**Exercise material**:
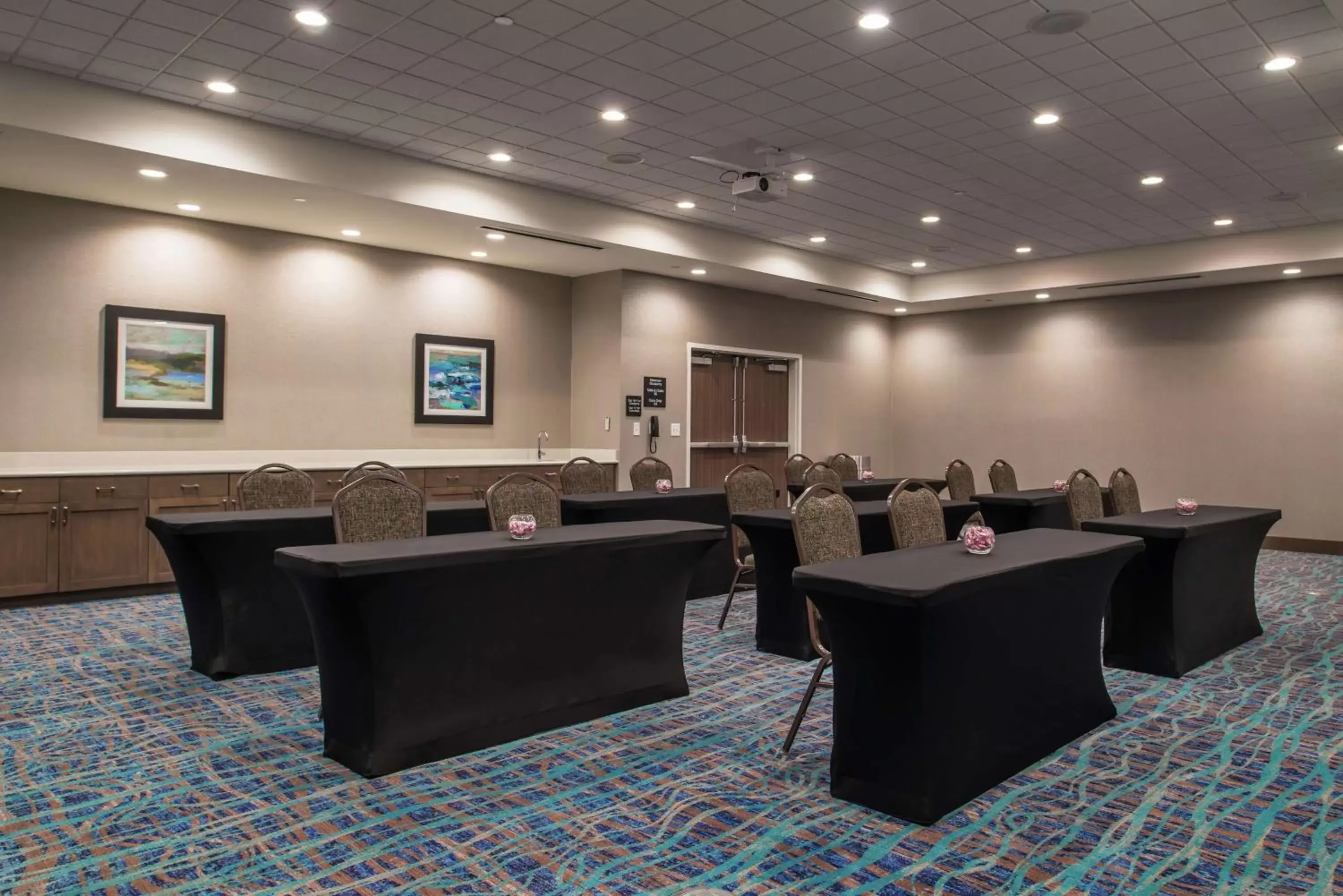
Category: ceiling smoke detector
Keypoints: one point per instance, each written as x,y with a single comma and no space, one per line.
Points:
1061,22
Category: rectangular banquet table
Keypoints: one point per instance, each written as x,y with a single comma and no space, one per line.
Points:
1190,596
954,672
872,490
432,648
244,616
781,609
701,504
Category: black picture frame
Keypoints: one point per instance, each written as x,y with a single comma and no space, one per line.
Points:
117,406
423,414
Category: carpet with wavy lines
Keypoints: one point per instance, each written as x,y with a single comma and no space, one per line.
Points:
124,773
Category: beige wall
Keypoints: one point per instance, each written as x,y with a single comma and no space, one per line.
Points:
1229,395
847,358
320,332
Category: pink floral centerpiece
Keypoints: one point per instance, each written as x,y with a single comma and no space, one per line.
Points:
522,527
979,539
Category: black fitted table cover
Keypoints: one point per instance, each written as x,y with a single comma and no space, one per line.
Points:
1190,596
703,504
872,490
244,616
954,672
432,648
781,608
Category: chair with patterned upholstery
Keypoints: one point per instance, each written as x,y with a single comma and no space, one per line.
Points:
915,515
523,494
1002,478
825,527
748,488
1123,492
1084,499
583,476
645,475
276,487
822,472
961,482
370,467
844,465
379,507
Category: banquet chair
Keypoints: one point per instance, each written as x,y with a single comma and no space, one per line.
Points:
961,482
645,475
276,487
825,527
523,494
379,507
915,515
748,490
822,472
583,476
844,465
1123,492
1084,499
1002,478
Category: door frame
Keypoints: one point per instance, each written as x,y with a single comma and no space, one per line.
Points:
794,391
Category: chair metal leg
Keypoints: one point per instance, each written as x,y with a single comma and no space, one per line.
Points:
806,702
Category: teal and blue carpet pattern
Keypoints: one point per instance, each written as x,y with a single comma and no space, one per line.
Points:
125,773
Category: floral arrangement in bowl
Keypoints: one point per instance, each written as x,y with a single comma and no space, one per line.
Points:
979,539
522,527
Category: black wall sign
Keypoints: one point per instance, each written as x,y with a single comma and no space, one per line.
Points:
654,391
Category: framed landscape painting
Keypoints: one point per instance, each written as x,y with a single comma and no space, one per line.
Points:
454,379
162,364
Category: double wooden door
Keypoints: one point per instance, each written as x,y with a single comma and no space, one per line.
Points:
739,414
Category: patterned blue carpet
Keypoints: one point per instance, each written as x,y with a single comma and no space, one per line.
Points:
124,773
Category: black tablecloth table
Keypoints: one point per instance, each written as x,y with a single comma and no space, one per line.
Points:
781,609
432,648
701,504
954,672
872,490
1190,596
244,616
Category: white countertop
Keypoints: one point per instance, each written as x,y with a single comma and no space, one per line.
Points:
34,464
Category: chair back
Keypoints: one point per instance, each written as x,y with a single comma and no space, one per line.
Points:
370,467
1084,499
961,482
844,465
583,476
1002,478
379,507
645,475
822,472
794,468
276,487
523,494
915,515
1123,492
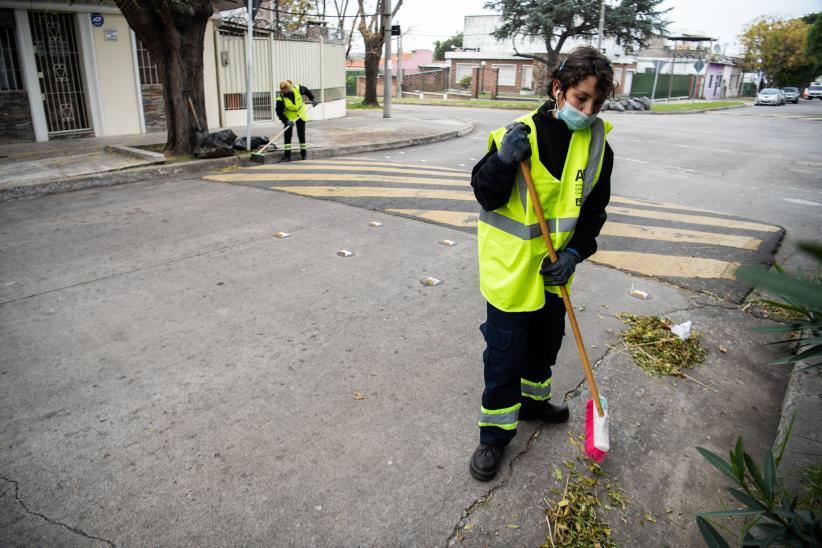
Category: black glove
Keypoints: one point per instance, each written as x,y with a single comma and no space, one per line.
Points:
559,272
515,144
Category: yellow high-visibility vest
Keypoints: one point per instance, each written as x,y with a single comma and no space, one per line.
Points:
296,108
510,245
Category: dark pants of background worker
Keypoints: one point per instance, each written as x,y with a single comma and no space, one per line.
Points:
300,123
520,345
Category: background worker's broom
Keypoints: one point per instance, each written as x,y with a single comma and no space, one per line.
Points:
596,422
257,156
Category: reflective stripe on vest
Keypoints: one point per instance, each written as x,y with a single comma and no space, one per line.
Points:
526,232
536,391
501,418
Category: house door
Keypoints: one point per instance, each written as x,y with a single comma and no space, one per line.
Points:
58,69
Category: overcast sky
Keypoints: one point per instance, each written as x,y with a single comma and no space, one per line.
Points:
431,20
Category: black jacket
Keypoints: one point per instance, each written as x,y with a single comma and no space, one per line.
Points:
493,180
290,96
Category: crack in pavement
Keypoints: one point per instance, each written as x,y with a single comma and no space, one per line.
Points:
49,520
486,498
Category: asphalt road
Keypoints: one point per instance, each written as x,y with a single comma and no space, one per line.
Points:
172,374
760,163
692,238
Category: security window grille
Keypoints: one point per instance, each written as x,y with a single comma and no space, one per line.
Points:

**What the task requires**: Among the records, find every line with the word "door" and copy it.

**Completed exercise**:
Category: door frame
Category: double wooden door
Category: house door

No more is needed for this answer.